■ **What to do**
Convert every line of the records below into a numbered list, omitting any blank lines.

■ **Records for processing**

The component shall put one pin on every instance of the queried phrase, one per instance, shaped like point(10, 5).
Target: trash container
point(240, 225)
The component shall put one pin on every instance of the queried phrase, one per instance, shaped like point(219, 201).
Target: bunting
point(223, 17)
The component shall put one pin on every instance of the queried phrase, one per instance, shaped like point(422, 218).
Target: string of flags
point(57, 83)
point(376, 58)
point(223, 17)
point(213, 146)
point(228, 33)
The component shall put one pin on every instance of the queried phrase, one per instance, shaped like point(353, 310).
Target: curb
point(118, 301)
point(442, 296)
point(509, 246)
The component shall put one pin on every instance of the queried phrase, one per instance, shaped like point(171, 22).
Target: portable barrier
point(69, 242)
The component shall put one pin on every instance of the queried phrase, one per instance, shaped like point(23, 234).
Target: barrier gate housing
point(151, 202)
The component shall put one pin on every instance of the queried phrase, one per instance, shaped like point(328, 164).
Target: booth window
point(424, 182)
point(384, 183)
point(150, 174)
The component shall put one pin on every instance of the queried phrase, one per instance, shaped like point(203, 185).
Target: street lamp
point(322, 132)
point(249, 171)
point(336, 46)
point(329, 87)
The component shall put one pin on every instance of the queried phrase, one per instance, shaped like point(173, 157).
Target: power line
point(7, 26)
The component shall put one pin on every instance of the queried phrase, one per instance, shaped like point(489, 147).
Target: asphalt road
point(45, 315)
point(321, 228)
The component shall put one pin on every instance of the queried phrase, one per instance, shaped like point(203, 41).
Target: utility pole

■ **Solved problem**
1. The component shall put one pin on every instance of the queried phrase, one per instance, shaped like point(10, 5).
2. Target: trash container
3. point(240, 225)
4. The component shall put one pin on every instance of the queried phrase, one per instance, shaped like point(219, 201).
5. Target: bunting
6. point(223, 17)
7. The component shall put one pin on every instance of the queried phrase, one per instance, shaped like point(422, 218).
8. Target: string of flags
9. point(57, 83)
10. point(376, 58)
11. point(223, 17)
12. point(213, 146)
13. point(228, 33)
14. The component shall put one pin on every instance of the queried phrase, one per instance, shaped like point(353, 310).
15. Target: curb
16. point(118, 301)
17. point(442, 296)
18. point(509, 246)
19. The component shall put one pin on every instance of the queried phrase, one per instance, shaped like point(171, 22).
20. Target: portable barrier
21. point(69, 242)
22. The component shall put one pin on every instance of the queried phrase, one per instance, shaped like point(23, 234).
23. Target: barrier gate housing
24. point(151, 202)
25. The component shall put one pin on every instance of the queried phrase, one per instance, shaped like point(328, 164).
26. Target: booth window
27. point(424, 182)
28. point(384, 183)
29. point(150, 174)
30. The component shall put one pin on every instance of the queried phrase, one per instance, shaped like point(203, 185).
31. Target: street lamp
32. point(322, 132)
33. point(249, 171)
34. point(336, 46)
35. point(329, 87)
36. The component shall put one pin on every instance of the queried phrase, one per instance, shaped like point(173, 157).
37. Target: power line
38. point(7, 26)
39. The component shall put one pin on every instance of the queried phrase, one per instance, shaped like point(489, 147).
40. Target: asphalt road
41. point(45, 315)
42. point(321, 228)
43. The component shall put one pin on every instance of the queried phrase, one per instance, shaped like point(203, 41).
44. Target: utility pole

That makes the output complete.